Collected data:
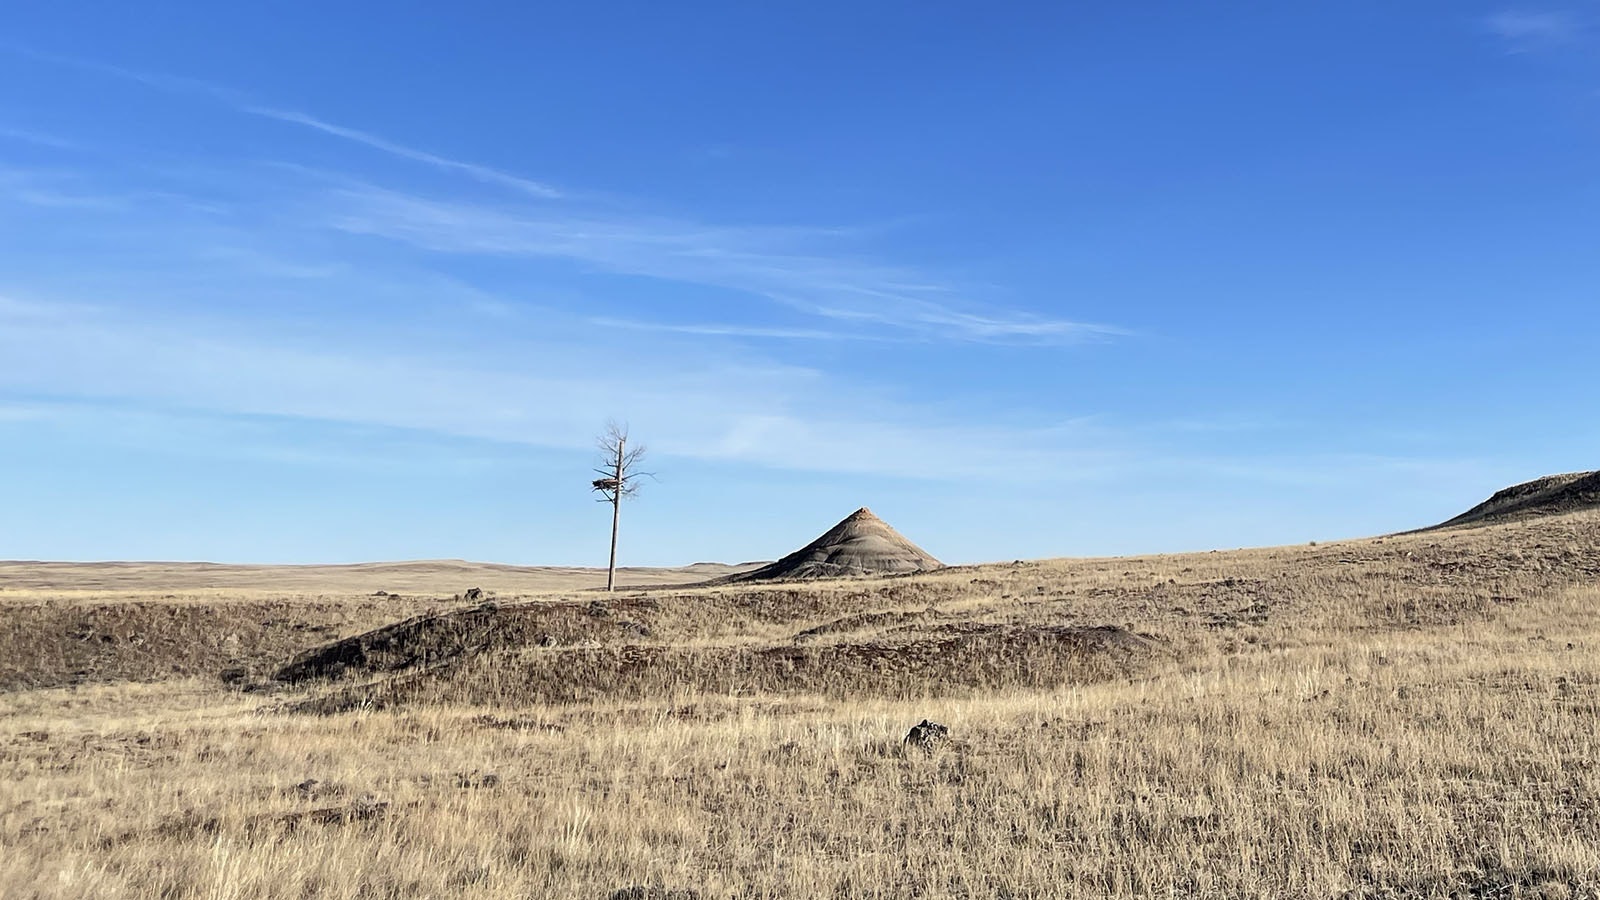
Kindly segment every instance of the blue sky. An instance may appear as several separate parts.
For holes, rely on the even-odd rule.
[[[0,558],[947,561],[1595,468],[1600,4],[12,4]]]

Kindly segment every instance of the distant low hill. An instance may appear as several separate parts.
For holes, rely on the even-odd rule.
[[[760,563],[695,563],[670,568],[622,567],[619,587],[649,588],[725,578]],[[443,596],[482,588],[532,594],[603,588],[605,569],[508,566],[460,559],[350,565],[234,565],[204,562],[34,562],[0,560],[0,589],[42,592],[183,594],[246,591],[311,594]]]
[[[1547,475],[1497,492],[1434,528],[1487,525],[1600,507],[1600,471]]]

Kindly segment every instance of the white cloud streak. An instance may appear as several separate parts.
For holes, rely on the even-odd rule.
[[[344,140],[352,141],[357,144],[363,144],[373,148],[374,150],[381,150],[384,153],[388,153],[392,156],[398,156],[401,159],[408,159],[412,162],[423,163],[425,165],[433,166],[437,169],[444,169],[450,172],[459,172],[478,181],[509,187],[533,197],[554,199],[563,196],[562,191],[557,190],[548,184],[543,184],[528,178],[511,175],[506,172],[502,172],[499,169],[493,169],[488,166],[480,166],[476,163],[462,162],[460,160],[450,159],[448,157],[429,153],[426,150],[418,150],[413,147],[407,147],[404,144],[397,144],[394,141],[378,137],[375,134],[369,134],[365,131],[358,131],[354,128],[346,128],[342,125],[335,125],[332,122],[323,121],[322,119],[307,115],[303,112],[296,112],[295,110],[289,109],[272,109],[265,106],[245,106],[242,107],[241,110],[254,116],[275,119],[279,122],[287,122],[291,125],[301,125],[306,128],[320,131],[323,134],[332,135],[337,138],[343,138]]]
[[[83,145],[77,141],[67,140],[63,137],[57,137],[53,134],[45,134],[42,131],[33,131],[27,128],[0,127],[0,139],[17,141],[24,144],[33,144],[34,146],[46,147],[51,150],[77,151],[83,149]]]
[[[77,69],[80,72],[92,72],[106,75],[123,81],[132,81],[145,87],[155,88],[169,94],[189,94],[191,96],[208,97],[230,105],[241,105],[247,102],[245,95],[232,88],[201,81],[196,78],[182,78],[176,75],[164,75],[156,72],[143,72],[138,69],[129,69],[124,66],[99,62],[92,59],[83,59],[77,56],[68,56],[62,53],[47,53],[30,47],[21,47],[16,44],[0,43],[0,49],[26,56],[39,62],[50,63],[68,69]]]
[[[879,334],[862,334],[849,331],[822,331],[809,328],[763,328],[751,325],[720,325],[700,322],[675,325],[668,322],[643,322],[635,319],[594,318],[589,322],[600,328],[621,328],[628,331],[654,331],[665,334],[688,334],[702,337],[769,338],[786,341],[874,341],[890,342],[894,338]]]
[[[349,345],[361,350],[341,349]],[[805,369],[687,366],[647,348],[596,368],[584,366],[589,356],[557,342],[514,365],[483,366],[433,346],[382,347],[348,334],[324,332],[314,342],[246,337],[0,299],[0,394],[18,397],[298,417],[568,450],[589,447],[596,410],[606,410],[651,434],[667,455],[934,480],[1046,470],[1090,477],[1127,463],[1125,454],[1073,446],[1050,429],[940,422]],[[845,395],[851,413],[841,414],[837,398]]]
[[[1577,17],[1560,11],[1504,10],[1485,18],[1484,27],[1504,40],[1512,53],[1569,44],[1585,31]]]
[[[662,323],[660,330],[762,339],[902,338],[972,343],[1065,344],[1127,332],[1108,325],[986,308],[924,273],[819,252],[850,235],[840,228],[714,226],[660,217],[584,212],[544,182],[420,150],[305,112],[262,104],[232,88],[189,78],[31,50],[56,65],[129,80],[168,93],[201,96],[234,110],[316,131],[391,156],[514,191],[537,208],[504,210],[358,186],[334,192],[330,224],[439,253],[566,259],[605,271],[736,291],[778,303],[839,328],[732,323]],[[35,192],[38,205],[72,198]],[[742,335],[741,335],[741,332]]]
[[[1379,454],[1206,453],[1093,418],[974,423],[813,370],[663,355],[649,343],[597,366],[594,346],[559,333],[488,359],[474,348],[441,347],[431,333],[372,335],[363,323],[322,327],[314,338],[292,334],[0,295],[0,424],[68,417],[93,428],[136,415],[149,426],[124,437],[145,449],[299,454],[324,464],[339,446],[317,444],[307,426],[331,423],[395,429],[401,441],[433,436],[448,442],[438,446],[452,448],[449,458],[503,461],[517,458],[519,446],[587,452],[603,410],[650,435],[663,458],[1002,493],[1114,482],[1147,500],[1219,480],[1296,491],[1373,479],[1414,486],[1482,466]],[[186,446],[184,423],[207,418],[233,435],[228,446]]]
[[[108,75],[113,78],[122,79],[124,81],[132,81],[137,84],[142,84],[146,87],[154,88],[170,94],[186,94],[190,96],[205,97],[230,106],[238,112],[246,113],[252,116],[259,116],[265,119],[272,119],[290,125],[298,125],[302,128],[309,128],[326,135],[370,147],[374,150],[387,153],[391,156],[399,157],[400,159],[423,163],[425,165],[433,166],[434,168],[443,169],[446,171],[457,172],[489,184],[497,184],[503,187],[514,188],[534,197],[550,199],[562,196],[562,192],[556,188],[547,184],[533,181],[532,179],[522,178],[507,172],[502,172],[499,169],[491,168],[489,166],[450,159],[449,157],[440,156],[436,153],[429,153],[426,150],[408,147],[405,144],[397,141],[391,141],[387,138],[383,138],[370,132],[361,131],[355,128],[336,125],[332,122],[319,119],[316,116],[300,112],[298,110],[278,109],[263,105],[252,100],[250,96],[243,91],[235,90],[233,88],[215,84],[209,81],[202,81],[195,78],[181,78],[173,75],[164,75],[153,72],[143,72],[137,69],[129,69],[123,66],[115,66],[108,63],[80,59],[73,56],[64,56],[55,53],[41,53],[36,50],[15,47],[12,49],[14,52],[21,53],[24,56],[28,56],[41,62],[48,62],[54,65],[66,66],[81,71]],[[4,132],[0,132],[0,134],[3,133]]]
[[[371,186],[341,188],[331,200],[328,224],[352,234],[436,253],[564,259],[618,274],[720,288],[845,323],[864,335],[873,334],[870,329],[926,340],[1060,344],[1126,334],[1107,325],[958,308],[951,302],[955,288],[932,284],[920,272],[790,249],[810,237],[801,229],[511,210]],[[739,326],[699,327],[732,334]],[[801,331],[794,336],[821,334]]]

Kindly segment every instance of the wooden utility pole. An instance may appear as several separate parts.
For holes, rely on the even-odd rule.
[[[611,504],[611,560],[606,565],[606,590],[617,589],[617,528],[622,521],[622,498],[639,492],[639,476],[649,472],[639,471],[644,459],[644,445],[628,446],[628,426],[616,422],[606,423],[606,431],[597,441],[600,446],[599,475],[591,486],[600,494],[601,503]]]

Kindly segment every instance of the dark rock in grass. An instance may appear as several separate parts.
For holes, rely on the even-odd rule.
[[[609,900],[700,900],[699,891],[669,890],[660,887],[634,885],[612,891]]]
[[[900,745],[908,749],[915,748],[923,753],[931,754],[939,749],[939,745],[943,744],[949,737],[950,729],[948,726],[923,719],[916,725],[911,726],[911,730],[906,732],[906,736],[900,741]]]

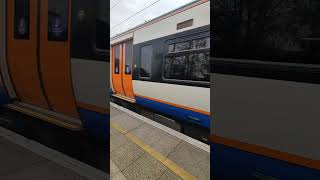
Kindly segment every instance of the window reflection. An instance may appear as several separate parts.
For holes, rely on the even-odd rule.
[[[320,64],[320,1],[213,0],[215,57]]]
[[[48,3],[48,40],[67,41],[69,1],[49,0]]]
[[[132,41],[125,43],[125,73],[131,74],[131,64],[132,64]]]
[[[210,53],[200,52],[189,56],[189,79],[210,81]]]
[[[29,39],[30,0],[15,0],[14,3],[14,38]]]
[[[164,78],[210,81],[210,37],[170,44],[164,62]]]
[[[74,1],[71,21],[72,57],[108,61],[108,2],[105,0]]]
[[[140,57],[140,77],[151,76],[152,63],[152,45],[143,46],[141,48]]]
[[[120,74],[120,45],[114,47],[114,73]]]
[[[169,56],[165,59],[165,78],[186,79],[187,56]]]

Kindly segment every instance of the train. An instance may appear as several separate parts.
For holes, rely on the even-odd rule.
[[[190,125],[209,135],[210,1],[117,34],[110,45],[111,100],[178,131]]]
[[[212,0],[214,179],[320,179],[320,3]]]
[[[109,138],[105,0],[1,0],[0,104]]]

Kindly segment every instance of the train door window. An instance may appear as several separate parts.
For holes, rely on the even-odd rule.
[[[131,74],[132,64],[132,41],[125,43],[125,73]]]
[[[140,52],[140,77],[151,76],[152,45],[143,46]]]
[[[29,39],[30,0],[14,1],[14,38]]]
[[[67,41],[69,1],[48,0],[48,40]]]
[[[120,74],[120,45],[114,47],[114,73]]]

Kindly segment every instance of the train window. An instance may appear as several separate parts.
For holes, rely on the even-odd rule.
[[[14,1],[14,38],[29,39],[30,0]]]
[[[71,56],[109,61],[108,5],[105,0],[73,0]]]
[[[212,3],[215,57],[320,64],[320,1]]]
[[[108,1],[106,0],[97,0],[96,4],[96,48],[100,50],[106,50],[108,47],[108,31],[109,31],[109,26],[107,24],[108,22],[108,11],[107,11],[107,3]]]
[[[210,81],[210,37],[169,44],[164,78]]]
[[[132,41],[125,43],[125,73],[131,74],[132,64]]]
[[[114,73],[120,74],[120,45],[114,47]]]
[[[174,44],[169,45],[169,53],[174,52]]]
[[[188,79],[193,81],[210,81],[209,51],[190,54]]]
[[[48,40],[68,40],[69,1],[48,0]]]
[[[152,52],[153,52],[152,45],[143,46],[141,48],[140,77],[151,76]]]
[[[165,73],[166,79],[184,80],[187,77],[187,60],[186,55],[168,56],[165,58]]]
[[[177,24],[177,30],[183,29],[183,28],[186,28],[186,27],[190,27],[192,25],[193,25],[193,19],[189,19],[187,21],[183,21],[183,22]]]

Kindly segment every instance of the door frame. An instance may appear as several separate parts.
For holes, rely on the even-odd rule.
[[[115,67],[116,67],[116,63],[115,63],[115,48],[116,46],[119,46],[119,74],[116,74],[115,73]],[[112,74],[111,74],[111,77],[112,77],[112,85],[113,85],[113,89],[114,89],[114,93],[116,95],[120,95],[120,96],[126,96],[125,92],[124,92],[124,88],[123,88],[123,85],[122,85],[122,51],[123,51],[123,48],[122,48],[122,43],[117,43],[117,44],[113,44],[111,46],[112,48],[112,59],[111,59],[111,64],[112,64],[112,67],[111,67],[111,71],[112,71]],[[120,84],[117,84],[117,80],[120,79]]]
[[[130,65],[130,74],[126,74],[126,44],[128,43],[128,42],[131,42],[132,43],[132,45],[131,45],[131,65]],[[126,97],[127,98],[130,98],[130,99],[135,99],[135,97],[134,97],[134,91],[133,91],[133,82],[132,82],[132,70],[133,70],[133,66],[132,66],[132,64],[133,64],[133,58],[134,58],[134,51],[133,51],[133,39],[128,39],[128,40],[126,40],[126,41],[123,41],[122,43],[122,49],[123,49],[123,51],[122,51],[122,74],[121,74],[121,77],[122,77],[122,87],[123,87],[123,90],[124,90],[124,92],[125,92],[125,94],[126,94]],[[128,78],[129,77],[129,79],[128,80],[125,80],[125,78]],[[128,82],[129,81],[129,82]],[[128,84],[129,83],[129,84]],[[126,84],[129,86],[129,87],[126,87]]]

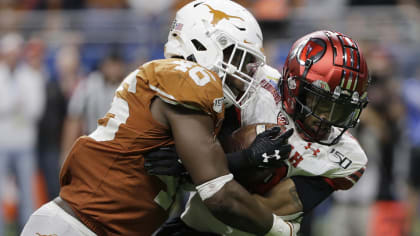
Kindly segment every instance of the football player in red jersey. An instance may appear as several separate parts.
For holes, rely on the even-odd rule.
[[[222,222],[259,235],[289,235],[292,224],[261,205],[229,172],[216,135],[228,100],[243,108],[258,84],[250,65],[265,58],[254,17],[227,0],[177,12],[168,59],[148,62],[116,90],[97,129],[80,137],[60,173],[60,196],[32,214],[21,235],[151,235],[168,217],[179,179],[148,175],[143,154],[175,144],[208,209]],[[225,99],[226,97],[226,99]],[[262,162],[286,155],[287,137],[269,130],[230,155]]]
[[[269,67],[260,70],[256,77],[262,77],[261,87],[257,98],[241,110],[242,125],[277,123],[297,132],[289,138],[292,151],[284,165],[250,190],[277,215],[299,218],[334,191],[351,188],[363,175],[366,154],[346,131],[356,126],[367,105],[367,64],[350,37],[316,31],[293,44],[281,75]],[[166,155],[176,159],[173,153]],[[146,159],[149,156],[163,153],[152,152]],[[233,173],[241,171],[243,165],[238,162],[229,160]],[[150,162],[148,170],[159,174],[159,162]],[[214,219],[196,194],[187,203],[182,221],[168,222],[157,235],[195,230],[249,235]]]

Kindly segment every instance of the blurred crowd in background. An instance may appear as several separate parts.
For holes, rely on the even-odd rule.
[[[125,75],[163,58],[186,2],[0,0],[0,236],[18,235],[58,195],[73,141],[95,129]],[[297,38],[321,29],[350,35],[369,65],[370,103],[352,131],[367,171],[308,215],[301,235],[420,235],[420,1],[238,2],[277,69]]]

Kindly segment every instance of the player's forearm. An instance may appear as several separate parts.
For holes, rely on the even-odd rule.
[[[226,183],[204,203],[220,221],[245,232],[264,235],[273,224],[271,210],[256,201],[236,181]]]
[[[281,181],[264,196],[254,195],[254,198],[276,215],[291,215],[303,211],[302,202],[291,179]]]

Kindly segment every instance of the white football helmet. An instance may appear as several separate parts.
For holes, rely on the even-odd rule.
[[[262,41],[256,19],[241,5],[230,0],[197,0],[176,13],[165,57],[195,61],[218,73],[227,104],[242,109],[258,87],[252,75],[265,63]],[[242,82],[239,94],[237,86],[230,87],[231,78]]]

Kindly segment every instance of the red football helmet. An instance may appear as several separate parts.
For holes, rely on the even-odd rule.
[[[341,33],[316,31],[293,44],[279,88],[284,110],[305,139],[332,145],[358,123],[368,84],[356,42]],[[312,123],[305,122],[308,118]]]

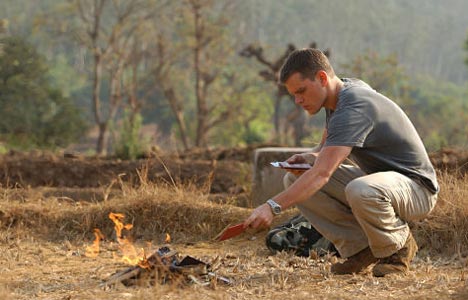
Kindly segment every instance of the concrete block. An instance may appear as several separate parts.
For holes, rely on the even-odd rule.
[[[313,148],[268,147],[254,152],[252,206],[257,207],[283,191],[283,176],[286,171],[270,165],[273,161],[284,161],[296,153],[312,151]]]

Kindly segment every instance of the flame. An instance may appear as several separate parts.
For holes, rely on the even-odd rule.
[[[119,249],[122,252],[123,256],[120,258],[122,262],[129,264],[129,265],[138,265],[141,268],[149,269],[150,268],[150,263],[148,262],[148,259],[146,257],[145,249],[140,248],[136,249],[133,243],[127,239],[125,236],[122,235],[122,231],[125,230],[131,230],[133,228],[132,224],[125,224],[124,219],[125,215],[124,214],[119,214],[119,213],[109,213],[109,219],[111,219],[114,222],[114,230],[115,234],[117,236],[117,242],[119,244]],[[93,244],[86,247],[86,253],[85,255],[87,257],[96,257],[99,254],[99,242],[104,239],[104,235],[101,233],[99,229],[94,229],[94,236],[96,237]],[[171,242],[171,236],[166,233],[166,243]],[[151,247],[151,243],[148,245],[148,247]],[[117,258],[115,256],[115,253],[113,253],[114,258]]]
[[[112,222],[114,222],[114,229],[115,229],[115,233],[117,235],[117,239],[121,239],[122,238],[122,230],[123,229],[126,229],[126,230],[130,230],[133,228],[133,225],[132,224],[125,224],[123,223],[123,219],[125,219],[125,215],[124,214],[115,214],[115,213],[109,213],[109,219],[112,220]]]
[[[94,236],[96,238],[94,239],[93,244],[86,247],[86,252],[85,252],[86,257],[96,257],[99,254],[99,242],[104,239],[104,235],[99,229],[95,228]]]
[[[139,265],[142,268],[148,267],[146,260],[145,250],[143,248],[137,249],[131,241],[126,237],[122,237],[122,230],[130,230],[133,228],[132,224],[124,224],[124,214],[110,213],[109,218],[114,222],[115,233],[117,235],[117,242],[119,243],[120,251],[123,254],[122,261],[129,265]]]
[[[169,233],[166,233],[166,239],[164,240],[164,242],[165,242],[166,244],[171,243],[171,236],[169,235]]]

About this task ->
Using the entries above, return each line that includes the word "helmet".

Expected answer ->
Kindly segment every instance of the white football helmet. An instance may appear as several separate parts.
Kindly segment every instance of the red football helmet. An instance may appear as several separate parts.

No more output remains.